Stored data:
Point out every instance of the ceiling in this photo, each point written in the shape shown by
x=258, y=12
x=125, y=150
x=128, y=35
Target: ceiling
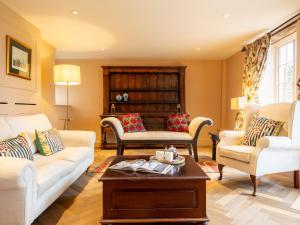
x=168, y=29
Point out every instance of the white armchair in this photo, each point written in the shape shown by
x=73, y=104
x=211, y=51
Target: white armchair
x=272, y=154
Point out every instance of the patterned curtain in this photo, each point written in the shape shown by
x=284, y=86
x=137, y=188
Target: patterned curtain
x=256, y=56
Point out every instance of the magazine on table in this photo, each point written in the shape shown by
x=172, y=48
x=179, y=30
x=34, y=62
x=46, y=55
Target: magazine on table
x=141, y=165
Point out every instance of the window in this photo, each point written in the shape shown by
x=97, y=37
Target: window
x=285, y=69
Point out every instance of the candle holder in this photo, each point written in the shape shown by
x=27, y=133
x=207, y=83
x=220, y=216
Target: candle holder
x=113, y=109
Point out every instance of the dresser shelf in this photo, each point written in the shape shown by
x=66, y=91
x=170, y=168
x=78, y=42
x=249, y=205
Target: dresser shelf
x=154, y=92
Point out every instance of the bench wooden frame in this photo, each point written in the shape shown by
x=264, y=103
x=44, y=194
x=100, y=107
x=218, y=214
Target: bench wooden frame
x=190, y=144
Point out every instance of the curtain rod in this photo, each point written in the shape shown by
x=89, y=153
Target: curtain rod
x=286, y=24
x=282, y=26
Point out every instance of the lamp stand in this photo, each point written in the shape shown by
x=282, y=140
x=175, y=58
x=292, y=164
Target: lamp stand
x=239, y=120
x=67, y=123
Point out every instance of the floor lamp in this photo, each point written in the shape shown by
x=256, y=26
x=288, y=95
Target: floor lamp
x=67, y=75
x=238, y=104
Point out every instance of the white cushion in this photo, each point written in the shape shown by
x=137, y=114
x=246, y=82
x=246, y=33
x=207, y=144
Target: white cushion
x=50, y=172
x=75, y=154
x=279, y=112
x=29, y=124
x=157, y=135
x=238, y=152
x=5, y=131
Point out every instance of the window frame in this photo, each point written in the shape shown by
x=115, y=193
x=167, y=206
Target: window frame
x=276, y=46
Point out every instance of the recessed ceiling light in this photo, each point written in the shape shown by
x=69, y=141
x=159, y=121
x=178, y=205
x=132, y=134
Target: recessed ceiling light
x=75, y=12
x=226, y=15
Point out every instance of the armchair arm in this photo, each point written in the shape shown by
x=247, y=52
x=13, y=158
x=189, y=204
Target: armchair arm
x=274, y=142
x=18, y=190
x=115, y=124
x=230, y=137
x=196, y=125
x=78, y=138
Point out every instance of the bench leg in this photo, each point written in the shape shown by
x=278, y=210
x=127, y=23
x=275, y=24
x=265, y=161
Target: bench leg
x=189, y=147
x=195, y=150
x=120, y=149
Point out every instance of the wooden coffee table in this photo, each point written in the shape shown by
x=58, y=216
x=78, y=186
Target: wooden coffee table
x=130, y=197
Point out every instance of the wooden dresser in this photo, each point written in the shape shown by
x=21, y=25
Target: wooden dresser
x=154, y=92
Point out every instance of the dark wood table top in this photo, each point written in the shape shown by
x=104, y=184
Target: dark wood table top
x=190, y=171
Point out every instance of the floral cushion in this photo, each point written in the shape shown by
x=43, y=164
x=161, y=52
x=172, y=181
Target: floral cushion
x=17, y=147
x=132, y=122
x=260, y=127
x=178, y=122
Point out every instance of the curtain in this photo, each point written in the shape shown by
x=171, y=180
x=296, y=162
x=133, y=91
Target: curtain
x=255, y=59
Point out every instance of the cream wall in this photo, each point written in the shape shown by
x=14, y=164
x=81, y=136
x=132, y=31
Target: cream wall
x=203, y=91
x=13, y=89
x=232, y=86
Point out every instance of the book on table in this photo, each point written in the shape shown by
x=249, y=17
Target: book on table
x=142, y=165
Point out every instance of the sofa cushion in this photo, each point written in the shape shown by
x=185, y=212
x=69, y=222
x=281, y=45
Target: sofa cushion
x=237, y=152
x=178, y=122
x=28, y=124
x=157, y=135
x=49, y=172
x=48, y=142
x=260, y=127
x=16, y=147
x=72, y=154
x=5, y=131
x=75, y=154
* * *
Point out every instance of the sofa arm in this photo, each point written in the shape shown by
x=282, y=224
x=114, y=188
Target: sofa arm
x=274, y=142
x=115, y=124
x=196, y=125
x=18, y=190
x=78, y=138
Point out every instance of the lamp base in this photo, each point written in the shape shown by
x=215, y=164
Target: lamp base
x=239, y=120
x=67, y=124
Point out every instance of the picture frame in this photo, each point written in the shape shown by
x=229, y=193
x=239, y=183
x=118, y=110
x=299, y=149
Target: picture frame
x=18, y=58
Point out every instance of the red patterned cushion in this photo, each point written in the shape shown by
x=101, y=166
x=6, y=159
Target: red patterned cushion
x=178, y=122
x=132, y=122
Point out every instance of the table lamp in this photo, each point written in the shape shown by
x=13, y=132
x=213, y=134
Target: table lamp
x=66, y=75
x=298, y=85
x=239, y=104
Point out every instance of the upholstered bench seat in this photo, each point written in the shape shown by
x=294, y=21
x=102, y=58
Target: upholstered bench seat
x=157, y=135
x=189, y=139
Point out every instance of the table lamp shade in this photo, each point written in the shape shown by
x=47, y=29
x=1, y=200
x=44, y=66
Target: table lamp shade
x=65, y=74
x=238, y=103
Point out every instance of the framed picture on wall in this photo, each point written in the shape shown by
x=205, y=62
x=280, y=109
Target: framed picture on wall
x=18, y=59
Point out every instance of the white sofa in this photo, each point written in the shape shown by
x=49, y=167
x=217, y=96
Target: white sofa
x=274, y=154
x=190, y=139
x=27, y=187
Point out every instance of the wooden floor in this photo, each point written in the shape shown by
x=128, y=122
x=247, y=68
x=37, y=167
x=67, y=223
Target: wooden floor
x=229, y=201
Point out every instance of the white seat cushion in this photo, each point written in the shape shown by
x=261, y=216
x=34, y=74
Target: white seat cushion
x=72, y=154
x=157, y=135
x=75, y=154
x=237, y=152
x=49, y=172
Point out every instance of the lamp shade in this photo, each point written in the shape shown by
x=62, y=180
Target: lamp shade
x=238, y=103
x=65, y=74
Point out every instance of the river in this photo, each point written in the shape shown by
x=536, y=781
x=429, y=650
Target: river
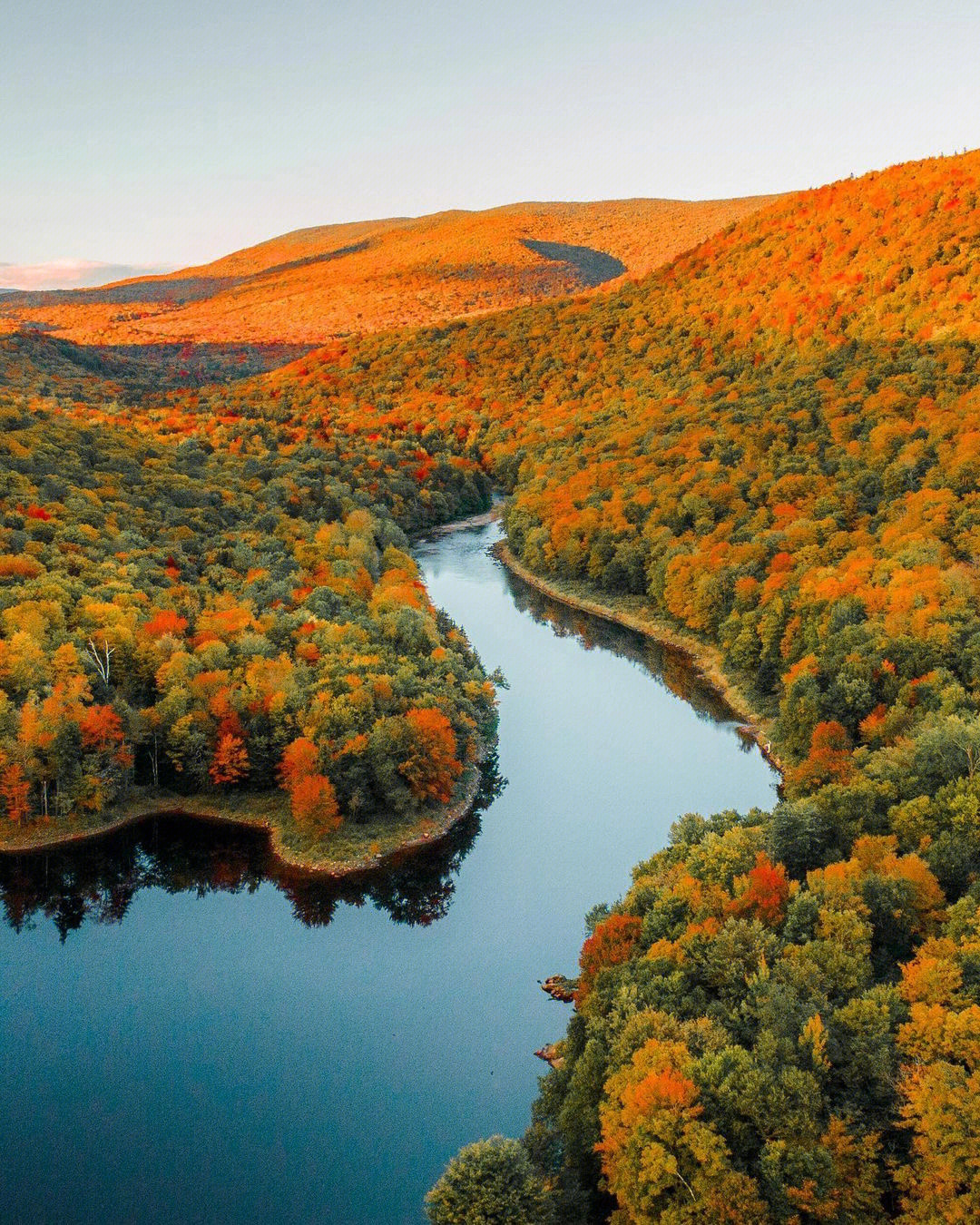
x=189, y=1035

### WHAT YOU SHOULD DO
Only the lines above starting at the one containing "Point out every instance of the framed" and ending at the one containing "x=37, y=167", both included, are to be returned, exactly as they read.

### YOUR SOLUTION
Point out every instance of the framed picture on wall in this photo, each point written in the shape shown by
x=205, y=62
x=280, y=109
Target: framed picture on wall
x=18, y=59
Point out every instance of the white sofa in this photo, each point written in the shape shown by
x=49, y=167
x=217, y=96
Target: white sofa
x=274, y=154
x=190, y=139
x=27, y=187
Point out every instance of the wooden floor in this photo, each point written in the shape shown by
x=128, y=122
x=247, y=68
x=37, y=167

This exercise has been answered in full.